=== TEXTO DO EXERCÍCIO ===
Uma das últimas etapas no ciclo comercial de um filme, o cartaz costuma atender critérios objetivos, a fim de otimizar a divulgação do título. Um bom pôster deve seduzir o espectador que perambula nos corredores do cinema ou desce a barra de rolagem na programação da semana. Se resumir a história a ser contada e anunciar os atores presentes nela, tanto melhor.

Mas a regra da indústria comporta exceções poéticas, como os cultuados cartazes da chamada Escola Polonesa de Pôsteres, criada após a Segunda Guerra em torno da Academia de Belas Artes de Varsóvia e que, já em 1948, realizou uma grande exposição em Viena. Em exibição estava a arte de divulgar um filme oposta ao imediatismo ocidental. No trabalho de nomes como Henryk Tomaszewski, os títulos são traduzidos de forma autoral, despreocupada em ressaltar estrelas ou antecipar a trama.

No Brasil, o cinema independente dos últimos 13 anos foi acompanhado pelas mãos de uma artista em especial. Desde 2006, Clara Moreira já produziu 67 cartazes para filmes e festivais de cinema — incluindo a identidade visual da Semana dos Realizadores, do Rio de Janeiro, e da Janela Internacional de Cinema do Recife, onde vive e trabalha.

Neste período, destacam-se desenhos para filmes de baixo orçamento que tiveram boa recepção crítica, como Ela Volta na Quinta, de André Novais Oliveira, e A Cidade Onde Envelheço, de Marília Rocha, além de trabalhos múltiplos com os cineastas Gabriel Mascaro e Kleber Mendonça Filho.

Deste último, de quem Moreira já desenhou Recife Frio e O Som ao Redor, a artista produziu o cartaz especial de Bacurau, divulgado em primeira mão na Bravo!. O desenho para o filme premiado no Festival de Cannes destaca o “bicho brabo que só sai à noite” — e que nomeia o longa de Mendonça Filho com Juliano Dornelles — em pleno voo, enquanto caça um inseto.

Parte substancial do trabalho de Clara Moreira com o cinema pode ser visto a partir de 30 de agosto no Palácio das Artes, em Belo Horizonte, onde cerca de 50 cartazes serão exibidos ao lado dos desenhos originais, sempre feitos a mão. A mostra integra a programação do Festival Internacional de Curtas de BH, que realiza ainda, no dia 3 de setembro, o debate “Filmes e(m) cartaz: cinema, artes visuais e artes gráficas”, com a presença da desenhista.
===
> INSTRUÇÃO A
No texto sobre cartazes de cinema, reescreva em forma de lista o parágrafo que começa com "No Brasil, o cinema independente", mantendo seus fatos principais.
> INSTRUÇÃO B
Retome o texto sobre cartazes de cinema a partir de onde ele termina e escreva mais um parágrafo.
=== INFORMAÇÕES FORNECIDAS ===
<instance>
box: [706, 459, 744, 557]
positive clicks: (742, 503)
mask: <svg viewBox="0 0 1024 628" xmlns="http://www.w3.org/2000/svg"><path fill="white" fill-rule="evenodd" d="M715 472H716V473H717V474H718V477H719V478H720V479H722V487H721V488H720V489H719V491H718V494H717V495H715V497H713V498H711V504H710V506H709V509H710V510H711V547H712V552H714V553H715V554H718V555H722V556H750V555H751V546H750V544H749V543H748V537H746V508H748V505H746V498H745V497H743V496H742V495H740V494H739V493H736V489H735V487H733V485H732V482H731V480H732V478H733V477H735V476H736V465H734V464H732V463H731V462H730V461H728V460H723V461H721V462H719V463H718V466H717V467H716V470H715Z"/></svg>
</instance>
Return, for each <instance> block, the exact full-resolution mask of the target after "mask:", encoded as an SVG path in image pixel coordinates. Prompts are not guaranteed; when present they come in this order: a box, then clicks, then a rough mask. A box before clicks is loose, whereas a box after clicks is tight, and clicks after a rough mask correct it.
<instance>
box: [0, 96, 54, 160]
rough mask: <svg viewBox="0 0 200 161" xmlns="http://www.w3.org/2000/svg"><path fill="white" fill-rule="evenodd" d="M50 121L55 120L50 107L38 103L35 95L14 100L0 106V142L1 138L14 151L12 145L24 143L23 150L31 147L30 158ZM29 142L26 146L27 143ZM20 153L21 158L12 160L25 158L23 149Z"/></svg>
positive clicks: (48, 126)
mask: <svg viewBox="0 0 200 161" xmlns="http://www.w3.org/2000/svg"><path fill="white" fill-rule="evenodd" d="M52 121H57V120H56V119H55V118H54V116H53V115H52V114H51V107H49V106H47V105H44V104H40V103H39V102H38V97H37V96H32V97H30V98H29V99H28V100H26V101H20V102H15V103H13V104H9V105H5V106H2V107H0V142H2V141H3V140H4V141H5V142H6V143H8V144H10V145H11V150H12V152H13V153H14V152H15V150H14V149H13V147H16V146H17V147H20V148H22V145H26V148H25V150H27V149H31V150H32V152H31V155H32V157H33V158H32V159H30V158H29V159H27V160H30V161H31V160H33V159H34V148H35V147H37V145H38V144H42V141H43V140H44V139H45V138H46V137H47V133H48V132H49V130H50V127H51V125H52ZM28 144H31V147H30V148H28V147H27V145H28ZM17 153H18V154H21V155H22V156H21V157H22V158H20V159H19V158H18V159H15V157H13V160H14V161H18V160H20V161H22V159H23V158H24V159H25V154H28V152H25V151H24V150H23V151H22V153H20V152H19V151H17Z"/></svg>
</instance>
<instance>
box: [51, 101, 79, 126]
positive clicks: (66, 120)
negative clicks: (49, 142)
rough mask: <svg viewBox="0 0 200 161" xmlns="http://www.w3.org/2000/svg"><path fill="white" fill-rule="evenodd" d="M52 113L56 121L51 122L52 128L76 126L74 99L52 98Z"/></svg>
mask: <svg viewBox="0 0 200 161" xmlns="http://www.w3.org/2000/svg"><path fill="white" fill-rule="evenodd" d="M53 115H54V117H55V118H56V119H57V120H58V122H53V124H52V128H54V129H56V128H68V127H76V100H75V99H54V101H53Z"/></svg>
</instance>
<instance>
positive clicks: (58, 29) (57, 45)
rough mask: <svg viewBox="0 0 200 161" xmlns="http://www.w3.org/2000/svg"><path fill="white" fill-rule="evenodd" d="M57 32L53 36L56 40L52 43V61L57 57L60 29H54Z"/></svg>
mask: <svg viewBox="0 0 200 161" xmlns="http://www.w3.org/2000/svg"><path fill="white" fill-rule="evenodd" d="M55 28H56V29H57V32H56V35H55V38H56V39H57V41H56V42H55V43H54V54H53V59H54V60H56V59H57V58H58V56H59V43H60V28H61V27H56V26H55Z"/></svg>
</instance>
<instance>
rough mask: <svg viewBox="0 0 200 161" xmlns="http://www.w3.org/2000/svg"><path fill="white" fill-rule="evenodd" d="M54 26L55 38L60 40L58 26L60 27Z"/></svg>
===
> RESPOSTA ESCRITA A
- Clara Moreira acompanhou com seus desenhos o cinema independente brasileiro dos últimos 13 anos.
- Desde 2006, produziu 67 cartazes para filmes e festivais de cinema.
- Entre esses trabalhos estão a identidade visual da Semana dos Realizadores, do Rio de Janeiro, e a da Janela Internacional de Cinema do Recife.
- Ela vive e trabalha no Recife.

> RESPOSTA ESCRITA B
Em entrevista à Bravo!, Clara Moreira comentou a concepção do cartaz especial de Bacurau, as especificidades do trabalho com o cinema e o lugar ocupado pelo cartaz na cultura cinéfila. “Acompanhei desde a adolescência o surgimento dessa produção de cinema brasileiro e, em Pernambuco, o surgimento do que viria a ser esse polo de produção de cinema independente. Eu estava lá quando não era possível fazer um filme. Então até hoje tem um sabor de preciosidade. A gente celebra muito quando um filme é feito”, diz ela.

Como foi a elaboração do cartaz especial de Bacurau?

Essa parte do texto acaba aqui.